#### Given information
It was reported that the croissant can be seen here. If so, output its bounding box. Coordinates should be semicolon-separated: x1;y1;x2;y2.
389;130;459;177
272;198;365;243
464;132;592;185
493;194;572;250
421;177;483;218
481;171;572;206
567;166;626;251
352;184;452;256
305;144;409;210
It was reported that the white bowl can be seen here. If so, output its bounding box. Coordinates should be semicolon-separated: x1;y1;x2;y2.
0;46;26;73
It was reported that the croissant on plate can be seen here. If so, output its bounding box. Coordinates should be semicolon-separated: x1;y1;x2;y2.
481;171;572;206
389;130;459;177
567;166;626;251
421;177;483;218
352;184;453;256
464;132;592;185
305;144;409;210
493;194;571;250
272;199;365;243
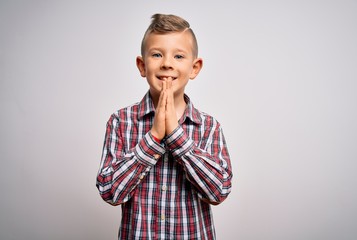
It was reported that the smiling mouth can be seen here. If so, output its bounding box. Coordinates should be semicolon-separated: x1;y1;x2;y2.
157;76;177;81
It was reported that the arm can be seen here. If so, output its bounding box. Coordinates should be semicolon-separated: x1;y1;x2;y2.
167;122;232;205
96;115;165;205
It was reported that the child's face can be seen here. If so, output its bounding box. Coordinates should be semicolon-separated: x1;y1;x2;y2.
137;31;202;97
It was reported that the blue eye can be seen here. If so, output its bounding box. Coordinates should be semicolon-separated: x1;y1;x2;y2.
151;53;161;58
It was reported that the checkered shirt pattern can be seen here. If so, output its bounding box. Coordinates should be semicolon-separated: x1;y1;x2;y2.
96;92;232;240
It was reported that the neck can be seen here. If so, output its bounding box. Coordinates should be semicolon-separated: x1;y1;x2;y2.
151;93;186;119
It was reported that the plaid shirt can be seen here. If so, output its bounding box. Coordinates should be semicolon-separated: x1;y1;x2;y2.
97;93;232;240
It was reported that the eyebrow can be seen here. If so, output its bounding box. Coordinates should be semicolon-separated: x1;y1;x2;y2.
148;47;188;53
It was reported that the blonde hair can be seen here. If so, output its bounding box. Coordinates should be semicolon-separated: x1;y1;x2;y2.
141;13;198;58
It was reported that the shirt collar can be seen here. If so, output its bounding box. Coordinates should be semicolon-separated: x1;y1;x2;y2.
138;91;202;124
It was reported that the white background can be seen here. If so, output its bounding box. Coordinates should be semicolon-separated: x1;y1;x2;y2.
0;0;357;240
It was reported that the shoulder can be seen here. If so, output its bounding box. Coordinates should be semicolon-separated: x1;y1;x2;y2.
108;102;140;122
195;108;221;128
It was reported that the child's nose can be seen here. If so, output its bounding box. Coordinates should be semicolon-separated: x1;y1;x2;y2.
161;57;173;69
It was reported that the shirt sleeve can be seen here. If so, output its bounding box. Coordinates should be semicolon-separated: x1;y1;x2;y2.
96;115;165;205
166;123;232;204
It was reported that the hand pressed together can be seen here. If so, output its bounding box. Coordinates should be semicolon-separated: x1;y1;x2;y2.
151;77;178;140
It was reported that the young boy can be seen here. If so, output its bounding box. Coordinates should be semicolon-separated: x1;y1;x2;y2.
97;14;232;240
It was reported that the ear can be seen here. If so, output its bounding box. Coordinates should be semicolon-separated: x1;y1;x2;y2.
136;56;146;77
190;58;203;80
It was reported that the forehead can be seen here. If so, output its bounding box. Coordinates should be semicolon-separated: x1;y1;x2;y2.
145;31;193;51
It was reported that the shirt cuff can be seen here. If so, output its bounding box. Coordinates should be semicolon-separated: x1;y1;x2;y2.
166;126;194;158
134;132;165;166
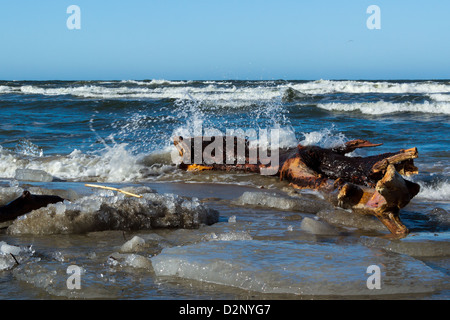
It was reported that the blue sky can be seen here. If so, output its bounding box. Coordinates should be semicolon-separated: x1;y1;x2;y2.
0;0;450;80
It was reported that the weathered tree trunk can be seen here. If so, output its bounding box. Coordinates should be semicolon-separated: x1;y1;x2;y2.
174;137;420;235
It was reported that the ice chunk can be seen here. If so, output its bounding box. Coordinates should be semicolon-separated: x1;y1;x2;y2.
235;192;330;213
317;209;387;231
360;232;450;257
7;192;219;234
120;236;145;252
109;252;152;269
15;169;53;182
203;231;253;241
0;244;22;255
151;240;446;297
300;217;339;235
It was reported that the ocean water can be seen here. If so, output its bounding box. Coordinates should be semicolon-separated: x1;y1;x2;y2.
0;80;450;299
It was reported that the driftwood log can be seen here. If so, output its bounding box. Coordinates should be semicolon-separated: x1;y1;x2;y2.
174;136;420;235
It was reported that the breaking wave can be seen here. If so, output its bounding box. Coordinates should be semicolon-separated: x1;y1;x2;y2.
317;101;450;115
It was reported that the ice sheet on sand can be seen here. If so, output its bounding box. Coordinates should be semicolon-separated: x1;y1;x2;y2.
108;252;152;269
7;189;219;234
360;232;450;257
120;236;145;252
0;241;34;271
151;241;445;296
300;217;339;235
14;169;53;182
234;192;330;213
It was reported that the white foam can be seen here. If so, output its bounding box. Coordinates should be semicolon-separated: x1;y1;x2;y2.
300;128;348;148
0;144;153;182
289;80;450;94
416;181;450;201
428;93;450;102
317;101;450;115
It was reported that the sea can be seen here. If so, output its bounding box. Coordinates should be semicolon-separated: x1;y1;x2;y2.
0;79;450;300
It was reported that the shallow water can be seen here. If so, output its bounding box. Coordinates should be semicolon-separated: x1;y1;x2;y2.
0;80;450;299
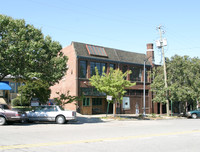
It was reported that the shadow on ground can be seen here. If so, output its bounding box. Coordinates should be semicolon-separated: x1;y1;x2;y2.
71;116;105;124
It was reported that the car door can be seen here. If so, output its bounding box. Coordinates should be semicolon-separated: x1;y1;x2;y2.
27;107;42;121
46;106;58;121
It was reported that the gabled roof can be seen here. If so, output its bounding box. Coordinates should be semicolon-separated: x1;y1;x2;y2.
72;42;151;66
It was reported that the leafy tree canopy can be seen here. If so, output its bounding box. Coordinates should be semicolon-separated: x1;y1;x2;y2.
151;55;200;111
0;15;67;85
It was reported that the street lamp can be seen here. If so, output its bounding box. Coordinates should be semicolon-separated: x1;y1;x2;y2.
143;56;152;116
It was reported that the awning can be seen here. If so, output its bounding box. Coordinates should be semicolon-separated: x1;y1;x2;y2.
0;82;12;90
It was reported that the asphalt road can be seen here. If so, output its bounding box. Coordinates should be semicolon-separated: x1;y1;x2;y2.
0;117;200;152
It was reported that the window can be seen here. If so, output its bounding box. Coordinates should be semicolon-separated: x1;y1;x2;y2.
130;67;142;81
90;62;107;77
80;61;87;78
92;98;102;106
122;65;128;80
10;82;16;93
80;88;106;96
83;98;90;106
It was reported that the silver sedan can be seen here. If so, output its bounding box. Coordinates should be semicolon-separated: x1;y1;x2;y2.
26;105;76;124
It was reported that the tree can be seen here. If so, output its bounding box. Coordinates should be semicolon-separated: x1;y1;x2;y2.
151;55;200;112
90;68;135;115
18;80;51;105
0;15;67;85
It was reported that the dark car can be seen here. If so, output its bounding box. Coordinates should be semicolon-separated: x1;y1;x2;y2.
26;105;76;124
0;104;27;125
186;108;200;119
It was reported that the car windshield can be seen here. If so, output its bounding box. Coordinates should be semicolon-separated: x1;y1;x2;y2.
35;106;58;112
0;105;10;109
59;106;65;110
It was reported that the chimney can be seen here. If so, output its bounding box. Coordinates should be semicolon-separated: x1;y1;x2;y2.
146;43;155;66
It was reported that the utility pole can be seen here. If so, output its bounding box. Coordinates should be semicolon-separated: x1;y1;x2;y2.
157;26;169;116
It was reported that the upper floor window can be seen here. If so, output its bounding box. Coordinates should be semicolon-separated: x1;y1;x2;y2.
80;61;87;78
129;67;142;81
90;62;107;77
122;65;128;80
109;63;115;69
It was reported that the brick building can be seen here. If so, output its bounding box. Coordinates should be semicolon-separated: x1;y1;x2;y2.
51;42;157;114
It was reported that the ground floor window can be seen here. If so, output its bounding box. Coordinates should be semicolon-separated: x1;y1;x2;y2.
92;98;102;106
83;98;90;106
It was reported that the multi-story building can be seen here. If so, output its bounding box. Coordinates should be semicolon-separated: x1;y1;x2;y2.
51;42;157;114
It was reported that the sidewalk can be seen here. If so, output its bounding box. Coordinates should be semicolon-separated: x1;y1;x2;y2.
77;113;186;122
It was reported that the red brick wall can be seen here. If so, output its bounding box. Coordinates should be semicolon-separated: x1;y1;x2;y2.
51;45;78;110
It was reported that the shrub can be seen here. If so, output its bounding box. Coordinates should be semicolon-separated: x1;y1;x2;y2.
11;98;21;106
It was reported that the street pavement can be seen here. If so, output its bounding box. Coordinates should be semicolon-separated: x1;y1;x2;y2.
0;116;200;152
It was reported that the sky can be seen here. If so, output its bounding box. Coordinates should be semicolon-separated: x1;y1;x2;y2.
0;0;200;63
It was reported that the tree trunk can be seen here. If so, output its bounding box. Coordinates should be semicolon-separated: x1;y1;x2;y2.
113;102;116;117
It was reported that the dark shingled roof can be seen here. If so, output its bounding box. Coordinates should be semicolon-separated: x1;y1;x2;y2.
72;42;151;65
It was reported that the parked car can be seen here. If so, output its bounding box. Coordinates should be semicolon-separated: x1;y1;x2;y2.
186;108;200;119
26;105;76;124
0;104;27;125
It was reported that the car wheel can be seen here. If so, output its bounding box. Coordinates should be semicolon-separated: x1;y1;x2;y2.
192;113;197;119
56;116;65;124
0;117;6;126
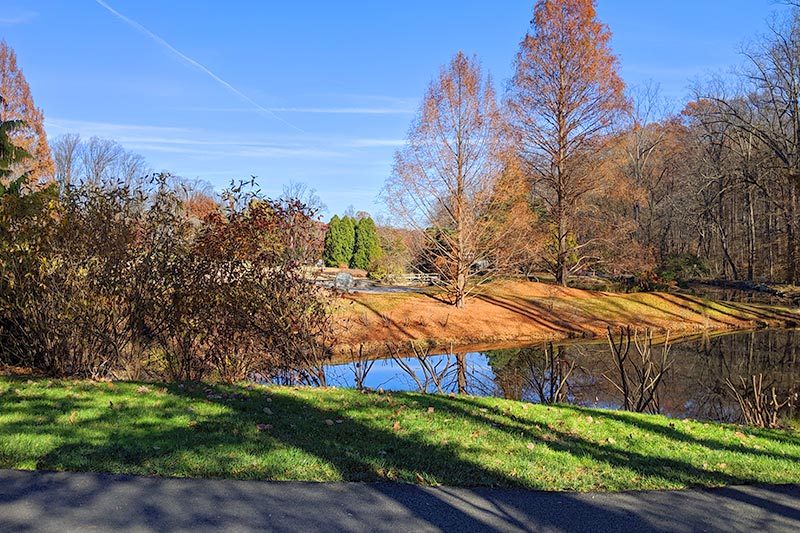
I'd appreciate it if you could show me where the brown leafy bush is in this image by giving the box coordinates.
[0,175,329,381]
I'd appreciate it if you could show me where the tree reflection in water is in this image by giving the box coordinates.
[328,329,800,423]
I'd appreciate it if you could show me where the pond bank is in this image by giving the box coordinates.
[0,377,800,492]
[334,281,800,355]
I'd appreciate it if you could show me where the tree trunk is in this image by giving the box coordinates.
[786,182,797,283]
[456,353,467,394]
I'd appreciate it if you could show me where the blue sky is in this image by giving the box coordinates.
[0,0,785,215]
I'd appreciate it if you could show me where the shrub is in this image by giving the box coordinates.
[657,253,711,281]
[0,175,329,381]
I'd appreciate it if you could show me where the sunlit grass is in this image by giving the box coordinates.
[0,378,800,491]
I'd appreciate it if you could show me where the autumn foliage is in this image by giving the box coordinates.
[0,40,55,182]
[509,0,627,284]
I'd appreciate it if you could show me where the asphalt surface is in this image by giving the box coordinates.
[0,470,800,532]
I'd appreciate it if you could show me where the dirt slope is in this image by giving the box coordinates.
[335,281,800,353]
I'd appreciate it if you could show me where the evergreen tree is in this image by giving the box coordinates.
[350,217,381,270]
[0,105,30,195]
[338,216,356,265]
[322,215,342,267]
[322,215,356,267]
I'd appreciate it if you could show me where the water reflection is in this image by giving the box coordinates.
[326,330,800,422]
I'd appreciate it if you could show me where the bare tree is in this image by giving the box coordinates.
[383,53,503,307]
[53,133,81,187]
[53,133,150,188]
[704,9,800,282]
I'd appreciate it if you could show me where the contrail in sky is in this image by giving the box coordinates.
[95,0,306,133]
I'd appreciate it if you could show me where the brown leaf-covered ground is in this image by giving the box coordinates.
########
_Work instructions:_ Identify every line in the rows above that contains the word "asphalt", and copy each of those lines in full.

_Reply:_
It was reported that the asphalt road can be seen here. If so, output its bounding box. Coordinates should be semicolon-separated: x1;y1;x2;y2.
I'd appreciate it if you could show me where the asphalt surface is in this image by giving the box coordinates.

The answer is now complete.